▸ WHAT IS EXPECTED: Convert the entire listing below into a JSON list of strings, one string per line, omitting blank lines. Exclude the pictures from the output.

Labeled region records
_ _ _ _ _ _ _

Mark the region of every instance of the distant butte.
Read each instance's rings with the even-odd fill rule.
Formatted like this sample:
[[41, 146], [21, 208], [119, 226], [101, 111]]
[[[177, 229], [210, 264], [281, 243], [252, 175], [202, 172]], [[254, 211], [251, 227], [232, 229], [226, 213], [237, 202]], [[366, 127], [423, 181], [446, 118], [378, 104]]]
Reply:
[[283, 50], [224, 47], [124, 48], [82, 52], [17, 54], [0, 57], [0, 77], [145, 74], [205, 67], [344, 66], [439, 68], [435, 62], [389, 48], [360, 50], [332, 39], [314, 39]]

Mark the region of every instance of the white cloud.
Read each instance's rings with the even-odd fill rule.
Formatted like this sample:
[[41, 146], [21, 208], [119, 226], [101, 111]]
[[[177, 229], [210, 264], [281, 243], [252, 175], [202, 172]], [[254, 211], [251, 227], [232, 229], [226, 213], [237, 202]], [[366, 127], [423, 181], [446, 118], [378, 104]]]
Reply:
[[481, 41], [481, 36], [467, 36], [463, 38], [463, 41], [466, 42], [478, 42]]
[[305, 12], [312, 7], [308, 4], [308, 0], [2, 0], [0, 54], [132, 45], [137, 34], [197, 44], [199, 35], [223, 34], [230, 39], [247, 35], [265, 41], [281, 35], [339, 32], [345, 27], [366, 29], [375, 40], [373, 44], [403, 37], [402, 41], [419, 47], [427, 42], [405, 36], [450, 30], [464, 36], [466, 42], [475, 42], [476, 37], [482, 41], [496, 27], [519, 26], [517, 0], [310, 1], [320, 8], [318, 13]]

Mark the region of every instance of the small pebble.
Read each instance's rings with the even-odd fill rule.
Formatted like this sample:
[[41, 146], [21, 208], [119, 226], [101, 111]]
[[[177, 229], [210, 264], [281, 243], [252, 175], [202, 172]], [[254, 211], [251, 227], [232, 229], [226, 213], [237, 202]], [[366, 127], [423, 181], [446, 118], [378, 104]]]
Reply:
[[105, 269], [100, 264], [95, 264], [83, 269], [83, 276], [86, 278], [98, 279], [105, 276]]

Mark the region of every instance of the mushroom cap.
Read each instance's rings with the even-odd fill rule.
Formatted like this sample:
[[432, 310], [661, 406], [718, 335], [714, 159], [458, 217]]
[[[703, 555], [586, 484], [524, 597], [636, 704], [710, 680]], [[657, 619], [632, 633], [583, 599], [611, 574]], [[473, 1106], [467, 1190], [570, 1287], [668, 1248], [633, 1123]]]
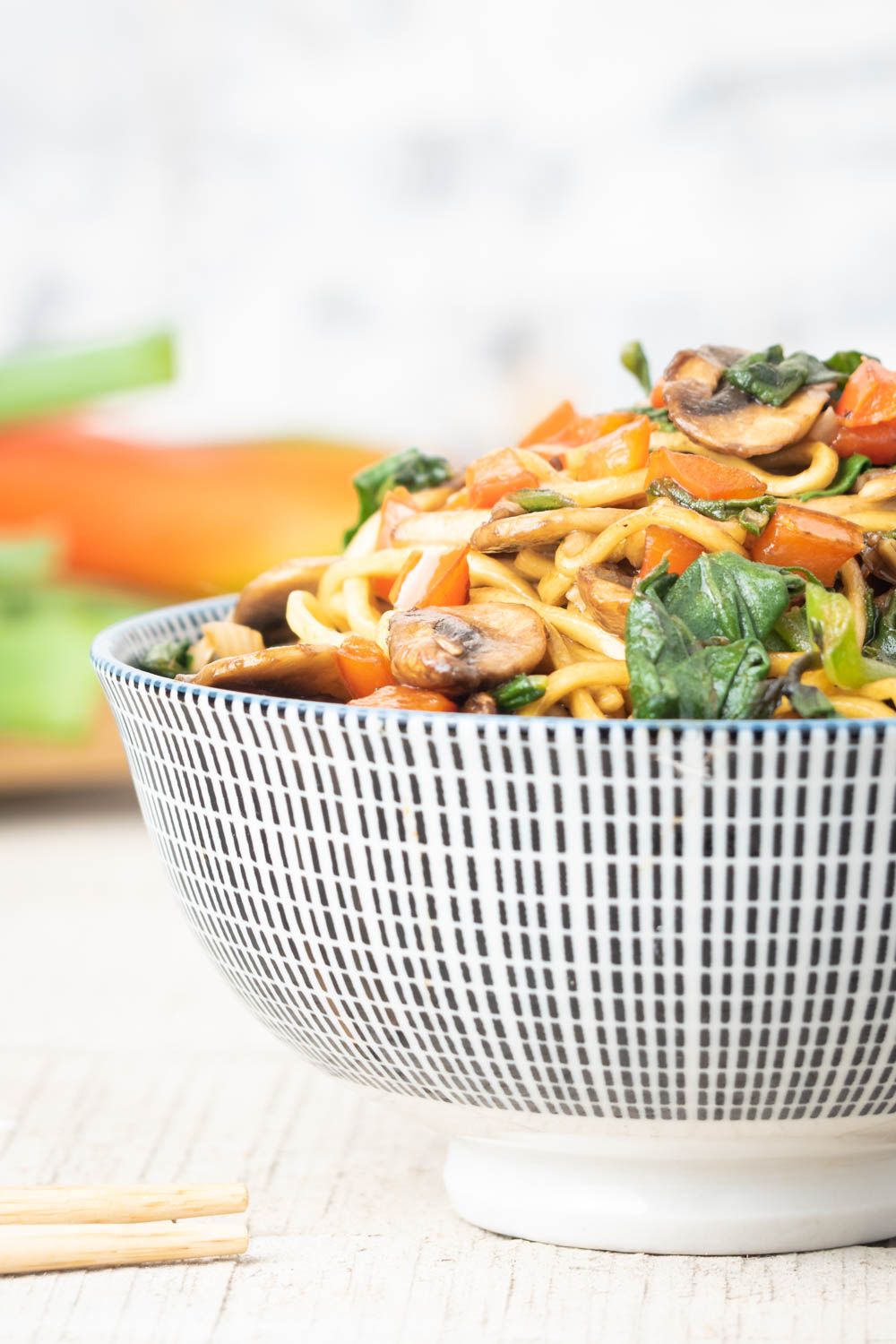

_ _ _ _ _ _ _

▸ FINISHED ANSWER:
[
  "Mark the region of every instance of the distant butte.",
  "Read each instance's rings with the even-odd fill rule.",
  "Formatted like this sample:",
  "[[41, 146], [21, 208], [119, 226], [101, 111]]",
  "[[[177, 229], [210, 264], [281, 243], [252, 175], [202, 172]], [[254, 211], [251, 227], [232, 229], [226, 213], [237, 202]], [[366, 127], [423, 181], [446, 118], [378, 104]]]",
  "Reply:",
  "[[283, 50], [224, 47], [124, 48], [82, 52], [17, 54], [0, 57], [0, 77], [145, 74], [205, 67], [344, 66], [439, 68], [435, 62], [389, 48], [360, 50], [332, 39], [314, 39]]",
  "Mark the region of every instance of the white cloud.",
  "Read each instance's rings with the even-odd fill rule.",
  "Formatted like this sample:",
  "[[41, 146], [21, 208], [119, 226], [101, 111]]",
  "[[[177, 229], [210, 264], [281, 243], [252, 175], [202, 172]], [[254, 211], [251, 227], [232, 229], [226, 213], [237, 202]], [[366, 127], [423, 181], [446, 118], [378, 104]]]",
  "Reply:",
  "[[481, 41], [481, 36], [467, 36], [463, 38], [463, 41], [466, 42], [478, 42]]",
  "[[305, 12], [312, 7], [308, 4], [308, 0], [2, 0], [0, 54], [132, 45], [137, 34], [197, 44], [199, 35], [223, 34], [230, 39], [247, 35], [265, 41], [281, 35], [339, 32], [345, 27], [366, 29], [375, 40], [373, 44], [403, 37], [402, 41], [419, 47], [427, 42], [405, 36], [450, 30], [464, 36], [466, 42], [475, 42], [476, 37], [482, 41], [496, 27], [519, 26], [517, 0], [310, 1], [320, 8], [318, 13]]",
  "Mark the region of every instance of the small pebble.",
  "Read each instance's rings with the even-odd fill rule.",
  "Formatted like this sample:",
  "[[41, 146], [21, 208], [119, 226], [101, 111]]",
  "[[[177, 229], [210, 264], [281, 243], [252, 175], [202, 172]], [[254, 211], [251, 227], [232, 229], [226, 213], [237, 202]], [[366, 127], [423, 181], [446, 118], [378, 104]]]",
  "Reply:",
  "[[105, 269], [100, 264], [95, 264], [83, 269], [83, 276], [86, 278], [98, 279], [105, 276]]",
  "Mark the region of every instance of the mushroom cap.",
  "Read each instance's rings with the even-odd fill rule.",
  "Formatted like this sample:",
  "[[432, 310], [661, 406], [718, 335], [714, 159], [458, 217]]",
  "[[[703, 555], [586, 484], [524, 597], [636, 704], [710, 680]], [[657, 619], [632, 633], [583, 599], [611, 574]], [[473, 1106], [467, 1190], [570, 1287], [668, 1248], [633, 1123]]]"
]